→ PROMPT
Write out the whole listing again, exactly.

→ Position identification records
============================================================

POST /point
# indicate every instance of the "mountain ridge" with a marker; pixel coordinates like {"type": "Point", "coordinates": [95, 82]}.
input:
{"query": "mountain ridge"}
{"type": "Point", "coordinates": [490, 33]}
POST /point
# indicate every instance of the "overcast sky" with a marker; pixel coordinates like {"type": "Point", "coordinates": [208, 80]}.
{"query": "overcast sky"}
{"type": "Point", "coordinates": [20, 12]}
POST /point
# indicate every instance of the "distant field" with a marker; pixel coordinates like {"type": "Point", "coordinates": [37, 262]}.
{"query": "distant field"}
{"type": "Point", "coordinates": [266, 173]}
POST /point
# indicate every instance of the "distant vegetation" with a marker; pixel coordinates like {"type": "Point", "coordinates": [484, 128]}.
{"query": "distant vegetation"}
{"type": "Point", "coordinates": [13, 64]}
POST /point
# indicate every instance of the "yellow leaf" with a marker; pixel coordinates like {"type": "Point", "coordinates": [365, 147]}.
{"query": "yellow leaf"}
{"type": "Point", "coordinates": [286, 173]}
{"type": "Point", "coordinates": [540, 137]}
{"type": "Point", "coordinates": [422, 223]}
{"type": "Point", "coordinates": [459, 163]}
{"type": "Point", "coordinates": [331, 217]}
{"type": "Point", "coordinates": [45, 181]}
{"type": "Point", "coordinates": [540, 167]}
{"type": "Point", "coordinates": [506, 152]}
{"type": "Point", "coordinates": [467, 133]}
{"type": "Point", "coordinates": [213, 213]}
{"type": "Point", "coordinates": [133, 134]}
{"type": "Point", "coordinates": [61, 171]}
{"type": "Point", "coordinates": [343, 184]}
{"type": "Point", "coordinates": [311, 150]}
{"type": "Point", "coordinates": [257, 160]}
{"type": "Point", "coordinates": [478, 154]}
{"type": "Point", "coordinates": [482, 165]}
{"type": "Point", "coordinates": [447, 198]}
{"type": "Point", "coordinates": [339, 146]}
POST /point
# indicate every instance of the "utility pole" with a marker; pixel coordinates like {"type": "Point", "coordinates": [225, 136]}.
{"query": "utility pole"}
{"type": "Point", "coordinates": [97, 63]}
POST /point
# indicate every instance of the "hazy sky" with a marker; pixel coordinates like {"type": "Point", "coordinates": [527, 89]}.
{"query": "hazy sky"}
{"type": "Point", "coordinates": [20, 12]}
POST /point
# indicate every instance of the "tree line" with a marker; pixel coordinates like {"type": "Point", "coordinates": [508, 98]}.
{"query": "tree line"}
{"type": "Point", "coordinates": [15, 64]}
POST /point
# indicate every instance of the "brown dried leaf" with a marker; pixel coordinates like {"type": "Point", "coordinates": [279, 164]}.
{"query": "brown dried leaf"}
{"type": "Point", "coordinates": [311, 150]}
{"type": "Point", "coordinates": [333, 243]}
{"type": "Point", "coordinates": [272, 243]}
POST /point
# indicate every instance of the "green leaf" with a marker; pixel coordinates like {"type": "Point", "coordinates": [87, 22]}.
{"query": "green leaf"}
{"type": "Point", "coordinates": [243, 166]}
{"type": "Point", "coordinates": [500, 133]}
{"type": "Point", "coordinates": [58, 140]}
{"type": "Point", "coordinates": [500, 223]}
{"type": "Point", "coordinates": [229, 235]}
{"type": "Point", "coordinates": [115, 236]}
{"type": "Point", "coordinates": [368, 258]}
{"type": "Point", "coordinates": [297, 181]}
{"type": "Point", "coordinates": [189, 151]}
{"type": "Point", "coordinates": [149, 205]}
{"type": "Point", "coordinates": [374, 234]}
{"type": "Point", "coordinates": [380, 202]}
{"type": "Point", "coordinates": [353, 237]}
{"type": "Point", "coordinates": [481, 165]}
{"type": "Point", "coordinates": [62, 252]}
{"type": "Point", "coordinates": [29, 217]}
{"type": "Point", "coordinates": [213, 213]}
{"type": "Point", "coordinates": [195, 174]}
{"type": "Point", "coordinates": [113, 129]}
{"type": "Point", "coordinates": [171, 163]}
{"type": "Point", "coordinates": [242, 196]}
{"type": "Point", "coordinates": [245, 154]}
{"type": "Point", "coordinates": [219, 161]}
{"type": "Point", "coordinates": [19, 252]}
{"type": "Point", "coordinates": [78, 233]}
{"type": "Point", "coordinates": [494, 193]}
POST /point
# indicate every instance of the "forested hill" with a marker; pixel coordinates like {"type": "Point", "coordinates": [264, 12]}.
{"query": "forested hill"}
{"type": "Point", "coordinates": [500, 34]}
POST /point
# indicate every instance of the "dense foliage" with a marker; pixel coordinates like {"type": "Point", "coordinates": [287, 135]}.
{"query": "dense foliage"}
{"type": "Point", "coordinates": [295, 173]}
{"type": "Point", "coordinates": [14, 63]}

============================================================

→ ANSWER TO THIS EXERCISE
POST /point
# indicate every instance of the "mountain ridge" with a marker; pixel coordinates like {"type": "Point", "coordinates": [95, 82]}.
input:
{"query": "mountain ridge"}
{"type": "Point", "coordinates": [490, 33]}
POST /point
# indicate every instance of the "overcast sky" with a marker; pixel coordinates like {"type": "Point", "coordinates": [208, 80]}.
{"query": "overcast sky"}
{"type": "Point", "coordinates": [20, 12]}
POST /point
# indicate every instance of the "distant field" with a marker; pixel coordinates like {"type": "Point", "coordinates": [37, 262]}.
{"query": "distant field"}
{"type": "Point", "coordinates": [266, 173]}
POST /point
# indicate every instance of the "distant vegetation" with a marker; pixel coordinates like {"type": "Point", "coordinates": [484, 128]}.
{"query": "distant vegetation"}
{"type": "Point", "coordinates": [13, 64]}
POST /point
# indicate every instance of the "yellow leaf" with a marker; pixel coordinates like {"type": "Point", "coordinates": [365, 147]}.
{"query": "yellow leaf"}
{"type": "Point", "coordinates": [286, 173]}
{"type": "Point", "coordinates": [540, 137]}
{"type": "Point", "coordinates": [422, 223]}
{"type": "Point", "coordinates": [459, 163]}
{"type": "Point", "coordinates": [331, 217]}
{"type": "Point", "coordinates": [45, 181]}
{"type": "Point", "coordinates": [540, 167]}
{"type": "Point", "coordinates": [506, 152]}
{"type": "Point", "coordinates": [467, 133]}
{"type": "Point", "coordinates": [213, 213]}
{"type": "Point", "coordinates": [133, 134]}
{"type": "Point", "coordinates": [61, 171]}
{"type": "Point", "coordinates": [343, 184]}
{"type": "Point", "coordinates": [311, 150]}
{"type": "Point", "coordinates": [257, 160]}
{"type": "Point", "coordinates": [478, 154]}
{"type": "Point", "coordinates": [482, 165]}
{"type": "Point", "coordinates": [447, 198]}
{"type": "Point", "coordinates": [339, 146]}
POST /point
# indicate every instance of the "utility pole" with a marker; pixel coordinates like {"type": "Point", "coordinates": [225, 136]}.
{"query": "utility pole"}
{"type": "Point", "coordinates": [97, 63]}
POST /point
# indicate every instance of the "hazy sky" with a marker; pixel coordinates like {"type": "Point", "coordinates": [527, 89]}.
{"query": "hazy sky"}
{"type": "Point", "coordinates": [20, 12]}
POST /point
# indicate every instance of the "tree line" with a marker; pixel coordinates like {"type": "Point", "coordinates": [508, 98]}.
{"query": "tree line"}
{"type": "Point", "coordinates": [15, 64]}
POST /point
# indicate every instance of the "brown dried leaf" with a marker; pixel coordinates like {"type": "Point", "coordinates": [279, 164]}.
{"query": "brown dried leaf"}
{"type": "Point", "coordinates": [311, 150]}
{"type": "Point", "coordinates": [333, 243]}
{"type": "Point", "coordinates": [272, 243]}
POST /point
# indicate every instance of the "green leaf" with a marker; pixel coordinates like {"type": "Point", "coordinates": [87, 22]}.
{"query": "green leaf"}
{"type": "Point", "coordinates": [243, 166]}
{"type": "Point", "coordinates": [500, 133]}
{"type": "Point", "coordinates": [58, 140]}
{"type": "Point", "coordinates": [500, 223]}
{"type": "Point", "coordinates": [229, 235]}
{"type": "Point", "coordinates": [115, 236]}
{"type": "Point", "coordinates": [368, 258]}
{"type": "Point", "coordinates": [297, 181]}
{"type": "Point", "coordinates": [189, 151]}
{"type": "Point", "coordinates": [149, 205]}
{"type": "Point", "coordinates": [374, 234]}
{"type": "Point", "coordinates": [380, 202]}
{"type": "Point", "coordinates": [353, 237]}
{"type": "Point", "coordinates": [481, 165]}
{"type": "Point", "coordinates": [62, 252]}
{"type": "Point", "coordinates": [29, 217]}
{"type": "Point", "coordinates": [213, 213]}
{"type": "Point", "coordinates": [195, 174]}
{"type": "Point", "coordinates": [113, 129]}
{"type": "Point", "coordinates": [171, 163]}
{"type": "Point", "coordinates": [242, 196]}
{"type": "Point", "coordinates": [245, 154]}
{"type": "Point", "coordinates": [219, 161]}
{"type": "Point", "coordinates": [19, 252]}
{"type": "Point", "coordinates": [78, 233]}
{"type": "Point", "coordinates": [494, 193]}
POST /point
# indicate every instance of the "forested hill" with a marker; pixel coordinates like {"type": "Point", "coordinates": [264, 12]}.
{"query": "forested hill"}
{"type": "Point", "coordinates": [500, 34]}
POST /point
# indicate every instance of the "dense foliage" with a marker; pixel coordinates like {"type": "Point", "coordinates": [287, 135]}.
{"query": "dense foliage"}
{"type": "Point", "coordinates": [295, 173]}
{"type": "Point", "coordinates": [14, 63]}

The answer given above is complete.